Exercise aim: Pull out every line in the records that contains the word "would". Upper and lower case must match.

Exercise material:
________________

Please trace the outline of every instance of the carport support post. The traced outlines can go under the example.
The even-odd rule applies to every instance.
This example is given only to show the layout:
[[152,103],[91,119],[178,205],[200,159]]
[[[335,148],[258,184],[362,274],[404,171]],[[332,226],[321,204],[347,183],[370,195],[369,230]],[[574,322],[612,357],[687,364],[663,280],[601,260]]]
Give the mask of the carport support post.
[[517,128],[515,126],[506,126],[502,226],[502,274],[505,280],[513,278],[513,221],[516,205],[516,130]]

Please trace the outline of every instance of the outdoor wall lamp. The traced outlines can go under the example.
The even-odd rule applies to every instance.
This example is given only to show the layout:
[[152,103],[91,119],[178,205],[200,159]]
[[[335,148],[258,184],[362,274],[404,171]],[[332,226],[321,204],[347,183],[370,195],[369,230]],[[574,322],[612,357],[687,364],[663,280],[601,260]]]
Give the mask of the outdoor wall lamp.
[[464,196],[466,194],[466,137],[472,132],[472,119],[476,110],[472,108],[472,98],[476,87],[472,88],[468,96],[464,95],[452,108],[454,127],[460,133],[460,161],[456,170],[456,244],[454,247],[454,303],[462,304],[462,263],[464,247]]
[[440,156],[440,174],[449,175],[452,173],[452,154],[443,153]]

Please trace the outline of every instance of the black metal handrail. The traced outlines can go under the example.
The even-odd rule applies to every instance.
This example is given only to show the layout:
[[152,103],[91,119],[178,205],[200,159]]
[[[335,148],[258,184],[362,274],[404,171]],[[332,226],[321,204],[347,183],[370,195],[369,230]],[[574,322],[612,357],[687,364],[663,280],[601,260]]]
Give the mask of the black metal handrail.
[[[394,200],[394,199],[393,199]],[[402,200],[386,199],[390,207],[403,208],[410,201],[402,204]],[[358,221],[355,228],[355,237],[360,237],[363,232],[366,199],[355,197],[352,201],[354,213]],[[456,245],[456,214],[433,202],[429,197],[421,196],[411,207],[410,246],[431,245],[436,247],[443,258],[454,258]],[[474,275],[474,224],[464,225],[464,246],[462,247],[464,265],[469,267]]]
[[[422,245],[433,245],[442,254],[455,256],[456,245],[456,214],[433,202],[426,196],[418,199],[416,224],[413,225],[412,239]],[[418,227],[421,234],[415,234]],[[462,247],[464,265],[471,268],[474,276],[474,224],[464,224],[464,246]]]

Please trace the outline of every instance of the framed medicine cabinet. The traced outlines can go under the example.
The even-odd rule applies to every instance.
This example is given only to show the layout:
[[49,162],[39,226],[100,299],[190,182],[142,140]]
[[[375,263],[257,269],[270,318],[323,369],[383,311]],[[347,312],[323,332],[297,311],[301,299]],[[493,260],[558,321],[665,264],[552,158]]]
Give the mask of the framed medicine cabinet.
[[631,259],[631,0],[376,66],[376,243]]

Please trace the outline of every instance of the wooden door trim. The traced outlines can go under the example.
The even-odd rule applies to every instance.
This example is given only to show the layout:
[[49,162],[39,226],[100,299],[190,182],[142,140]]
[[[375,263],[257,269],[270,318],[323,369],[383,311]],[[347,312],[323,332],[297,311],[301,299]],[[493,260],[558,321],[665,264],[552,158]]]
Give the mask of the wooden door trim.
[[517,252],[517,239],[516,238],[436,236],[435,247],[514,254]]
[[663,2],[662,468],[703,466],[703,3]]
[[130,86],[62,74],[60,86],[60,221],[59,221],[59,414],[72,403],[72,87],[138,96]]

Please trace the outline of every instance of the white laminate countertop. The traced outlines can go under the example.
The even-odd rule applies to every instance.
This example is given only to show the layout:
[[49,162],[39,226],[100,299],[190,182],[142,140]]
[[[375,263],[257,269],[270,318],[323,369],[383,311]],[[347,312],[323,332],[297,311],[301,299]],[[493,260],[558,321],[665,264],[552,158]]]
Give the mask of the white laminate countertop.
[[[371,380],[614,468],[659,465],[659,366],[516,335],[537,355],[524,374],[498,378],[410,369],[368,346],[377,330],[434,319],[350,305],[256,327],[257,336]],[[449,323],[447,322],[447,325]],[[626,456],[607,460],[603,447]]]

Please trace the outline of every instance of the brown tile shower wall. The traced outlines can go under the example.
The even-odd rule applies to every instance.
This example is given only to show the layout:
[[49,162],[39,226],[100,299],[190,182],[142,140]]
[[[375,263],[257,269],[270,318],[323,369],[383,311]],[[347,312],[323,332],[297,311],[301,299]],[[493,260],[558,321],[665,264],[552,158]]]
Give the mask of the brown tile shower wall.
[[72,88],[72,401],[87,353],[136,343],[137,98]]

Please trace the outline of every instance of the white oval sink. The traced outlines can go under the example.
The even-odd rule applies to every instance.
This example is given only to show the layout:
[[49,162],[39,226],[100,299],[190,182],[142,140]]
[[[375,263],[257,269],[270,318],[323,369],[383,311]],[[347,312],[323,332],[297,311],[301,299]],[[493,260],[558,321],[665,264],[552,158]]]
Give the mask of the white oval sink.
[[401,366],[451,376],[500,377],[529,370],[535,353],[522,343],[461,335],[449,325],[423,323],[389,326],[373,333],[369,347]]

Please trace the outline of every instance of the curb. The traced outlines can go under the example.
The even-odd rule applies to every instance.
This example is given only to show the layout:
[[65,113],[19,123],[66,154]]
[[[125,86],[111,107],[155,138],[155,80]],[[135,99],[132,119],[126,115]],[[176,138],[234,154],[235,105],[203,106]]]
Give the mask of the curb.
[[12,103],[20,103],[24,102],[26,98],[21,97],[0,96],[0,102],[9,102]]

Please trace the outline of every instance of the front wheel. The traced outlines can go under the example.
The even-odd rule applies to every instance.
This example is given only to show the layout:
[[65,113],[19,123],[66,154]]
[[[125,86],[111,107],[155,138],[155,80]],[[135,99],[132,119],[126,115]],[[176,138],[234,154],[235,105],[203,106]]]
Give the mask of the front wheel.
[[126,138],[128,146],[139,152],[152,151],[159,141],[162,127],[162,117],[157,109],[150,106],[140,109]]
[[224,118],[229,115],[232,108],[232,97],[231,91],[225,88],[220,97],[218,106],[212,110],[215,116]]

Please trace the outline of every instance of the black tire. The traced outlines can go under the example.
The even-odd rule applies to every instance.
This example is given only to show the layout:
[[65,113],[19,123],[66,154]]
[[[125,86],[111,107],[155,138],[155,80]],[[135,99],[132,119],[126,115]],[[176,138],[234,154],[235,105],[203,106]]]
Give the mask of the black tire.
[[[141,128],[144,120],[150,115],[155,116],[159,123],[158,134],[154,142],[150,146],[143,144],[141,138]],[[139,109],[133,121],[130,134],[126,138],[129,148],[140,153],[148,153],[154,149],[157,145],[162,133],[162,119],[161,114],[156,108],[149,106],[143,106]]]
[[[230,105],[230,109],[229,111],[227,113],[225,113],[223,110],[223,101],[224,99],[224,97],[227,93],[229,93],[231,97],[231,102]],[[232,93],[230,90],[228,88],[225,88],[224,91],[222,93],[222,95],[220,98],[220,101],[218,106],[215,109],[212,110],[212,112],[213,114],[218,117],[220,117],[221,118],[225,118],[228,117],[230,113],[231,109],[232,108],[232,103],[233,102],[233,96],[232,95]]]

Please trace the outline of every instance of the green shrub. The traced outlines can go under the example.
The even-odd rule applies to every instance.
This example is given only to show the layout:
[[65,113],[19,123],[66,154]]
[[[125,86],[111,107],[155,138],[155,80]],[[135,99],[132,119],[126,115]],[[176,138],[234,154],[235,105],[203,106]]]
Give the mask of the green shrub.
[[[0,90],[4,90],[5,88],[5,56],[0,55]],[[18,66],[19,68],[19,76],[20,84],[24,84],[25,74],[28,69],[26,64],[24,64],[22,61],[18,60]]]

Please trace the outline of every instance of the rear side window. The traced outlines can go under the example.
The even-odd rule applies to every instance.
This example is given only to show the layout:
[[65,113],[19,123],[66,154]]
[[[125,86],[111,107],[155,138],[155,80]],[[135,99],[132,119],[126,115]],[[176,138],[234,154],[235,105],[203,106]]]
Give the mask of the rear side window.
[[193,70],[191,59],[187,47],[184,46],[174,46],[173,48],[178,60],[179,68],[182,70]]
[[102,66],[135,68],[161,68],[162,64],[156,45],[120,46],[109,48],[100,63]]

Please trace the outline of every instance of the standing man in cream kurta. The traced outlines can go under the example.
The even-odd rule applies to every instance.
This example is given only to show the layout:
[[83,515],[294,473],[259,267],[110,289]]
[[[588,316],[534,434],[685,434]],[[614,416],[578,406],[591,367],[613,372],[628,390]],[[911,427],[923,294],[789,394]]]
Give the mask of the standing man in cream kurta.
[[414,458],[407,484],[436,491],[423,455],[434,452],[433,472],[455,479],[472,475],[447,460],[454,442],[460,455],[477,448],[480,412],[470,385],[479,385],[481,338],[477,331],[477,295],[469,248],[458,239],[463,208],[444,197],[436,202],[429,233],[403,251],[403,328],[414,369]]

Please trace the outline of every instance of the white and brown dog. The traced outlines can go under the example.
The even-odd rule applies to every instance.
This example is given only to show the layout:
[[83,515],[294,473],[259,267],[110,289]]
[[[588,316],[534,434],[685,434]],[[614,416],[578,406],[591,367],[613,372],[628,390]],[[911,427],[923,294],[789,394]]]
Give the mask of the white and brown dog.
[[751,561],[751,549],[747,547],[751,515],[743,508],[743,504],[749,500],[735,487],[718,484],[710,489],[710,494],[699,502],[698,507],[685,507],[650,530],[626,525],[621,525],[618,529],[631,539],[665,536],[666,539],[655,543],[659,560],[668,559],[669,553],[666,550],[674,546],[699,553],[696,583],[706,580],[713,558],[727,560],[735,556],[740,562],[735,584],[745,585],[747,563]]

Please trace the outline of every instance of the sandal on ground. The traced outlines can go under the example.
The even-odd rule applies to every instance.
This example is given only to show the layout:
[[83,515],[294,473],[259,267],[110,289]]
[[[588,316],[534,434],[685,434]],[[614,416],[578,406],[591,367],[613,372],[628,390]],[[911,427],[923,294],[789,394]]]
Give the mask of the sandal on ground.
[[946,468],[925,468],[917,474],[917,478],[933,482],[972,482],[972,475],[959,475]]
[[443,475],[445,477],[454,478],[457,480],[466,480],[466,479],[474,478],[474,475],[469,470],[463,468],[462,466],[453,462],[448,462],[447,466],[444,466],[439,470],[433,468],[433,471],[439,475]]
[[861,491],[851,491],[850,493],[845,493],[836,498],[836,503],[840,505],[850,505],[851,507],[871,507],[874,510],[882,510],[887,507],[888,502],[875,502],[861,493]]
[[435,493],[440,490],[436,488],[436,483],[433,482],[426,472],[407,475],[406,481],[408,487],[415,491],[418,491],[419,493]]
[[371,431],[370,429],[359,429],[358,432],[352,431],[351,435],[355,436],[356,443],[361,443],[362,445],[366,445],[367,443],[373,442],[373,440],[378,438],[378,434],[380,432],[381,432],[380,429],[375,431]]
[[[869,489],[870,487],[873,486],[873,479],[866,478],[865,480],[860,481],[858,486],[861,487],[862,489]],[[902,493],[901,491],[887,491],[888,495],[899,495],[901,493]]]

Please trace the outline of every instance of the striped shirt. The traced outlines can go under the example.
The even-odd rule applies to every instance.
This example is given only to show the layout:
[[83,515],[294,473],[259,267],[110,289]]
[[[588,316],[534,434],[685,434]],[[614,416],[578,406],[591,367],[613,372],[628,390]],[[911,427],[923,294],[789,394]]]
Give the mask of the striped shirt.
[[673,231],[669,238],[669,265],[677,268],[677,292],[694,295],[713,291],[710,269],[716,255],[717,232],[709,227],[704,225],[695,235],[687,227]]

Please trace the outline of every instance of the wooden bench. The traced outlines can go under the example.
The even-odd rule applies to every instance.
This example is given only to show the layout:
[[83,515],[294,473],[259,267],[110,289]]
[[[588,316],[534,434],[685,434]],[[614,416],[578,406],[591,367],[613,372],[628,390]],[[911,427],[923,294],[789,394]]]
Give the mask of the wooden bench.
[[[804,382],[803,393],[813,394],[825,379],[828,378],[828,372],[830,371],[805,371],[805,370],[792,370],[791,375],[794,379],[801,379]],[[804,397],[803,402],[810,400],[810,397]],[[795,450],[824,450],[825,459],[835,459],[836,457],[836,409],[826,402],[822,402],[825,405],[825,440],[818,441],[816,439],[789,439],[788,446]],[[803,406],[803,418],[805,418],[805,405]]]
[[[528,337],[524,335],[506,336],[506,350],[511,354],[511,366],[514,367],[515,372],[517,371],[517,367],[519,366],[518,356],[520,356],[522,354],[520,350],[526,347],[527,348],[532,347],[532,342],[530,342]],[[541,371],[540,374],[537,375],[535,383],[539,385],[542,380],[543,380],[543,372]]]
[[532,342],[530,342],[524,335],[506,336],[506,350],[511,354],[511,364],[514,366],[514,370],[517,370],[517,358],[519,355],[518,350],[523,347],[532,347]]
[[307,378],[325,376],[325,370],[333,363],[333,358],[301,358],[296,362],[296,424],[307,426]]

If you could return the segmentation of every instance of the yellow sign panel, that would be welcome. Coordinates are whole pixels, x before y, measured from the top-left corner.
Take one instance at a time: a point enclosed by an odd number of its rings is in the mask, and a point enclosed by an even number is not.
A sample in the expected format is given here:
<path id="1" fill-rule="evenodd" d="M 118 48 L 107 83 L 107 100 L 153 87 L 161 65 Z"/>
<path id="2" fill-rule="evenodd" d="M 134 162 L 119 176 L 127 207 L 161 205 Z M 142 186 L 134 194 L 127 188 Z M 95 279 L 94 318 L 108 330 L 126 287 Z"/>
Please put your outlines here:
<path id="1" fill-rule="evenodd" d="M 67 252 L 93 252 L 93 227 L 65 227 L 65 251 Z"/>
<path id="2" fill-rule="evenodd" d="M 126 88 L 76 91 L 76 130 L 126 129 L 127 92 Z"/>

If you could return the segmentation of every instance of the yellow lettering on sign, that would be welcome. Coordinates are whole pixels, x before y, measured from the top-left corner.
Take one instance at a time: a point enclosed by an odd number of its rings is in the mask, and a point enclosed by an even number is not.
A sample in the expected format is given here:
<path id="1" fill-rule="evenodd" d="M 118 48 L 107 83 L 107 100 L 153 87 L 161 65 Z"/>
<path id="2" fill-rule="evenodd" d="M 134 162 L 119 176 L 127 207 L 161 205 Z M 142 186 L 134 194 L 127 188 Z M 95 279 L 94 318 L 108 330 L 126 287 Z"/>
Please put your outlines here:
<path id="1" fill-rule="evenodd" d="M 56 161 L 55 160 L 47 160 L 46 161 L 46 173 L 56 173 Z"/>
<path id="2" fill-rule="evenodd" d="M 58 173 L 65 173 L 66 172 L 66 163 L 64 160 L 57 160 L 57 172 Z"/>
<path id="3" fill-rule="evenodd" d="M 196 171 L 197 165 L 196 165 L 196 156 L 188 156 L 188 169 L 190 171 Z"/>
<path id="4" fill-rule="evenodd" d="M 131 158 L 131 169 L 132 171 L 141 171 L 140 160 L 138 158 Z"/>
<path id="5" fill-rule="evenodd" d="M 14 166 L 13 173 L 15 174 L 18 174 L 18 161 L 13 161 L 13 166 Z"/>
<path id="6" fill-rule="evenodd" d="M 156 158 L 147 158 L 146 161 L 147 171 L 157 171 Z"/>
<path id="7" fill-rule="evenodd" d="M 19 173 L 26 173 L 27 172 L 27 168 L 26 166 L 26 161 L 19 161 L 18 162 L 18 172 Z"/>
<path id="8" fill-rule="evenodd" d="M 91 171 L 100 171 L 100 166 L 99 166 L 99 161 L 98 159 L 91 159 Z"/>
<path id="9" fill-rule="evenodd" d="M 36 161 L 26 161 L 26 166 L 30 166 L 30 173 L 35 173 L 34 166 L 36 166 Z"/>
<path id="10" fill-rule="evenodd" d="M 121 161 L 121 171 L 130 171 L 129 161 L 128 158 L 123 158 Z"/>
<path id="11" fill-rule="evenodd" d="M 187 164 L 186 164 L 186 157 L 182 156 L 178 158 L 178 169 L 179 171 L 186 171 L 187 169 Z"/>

________________

Solution for this problem:
If you could return the segmentation of every instance of the yellow sign panel, that would be welcome. Coordinates are whole pixels, x before y, measured from the top-left corner.
If you could return the segmentation of every instance of the yellow lettering on sign, that would be welcome. Coordinates are whole pixels, x before y, measured from the top-left corner.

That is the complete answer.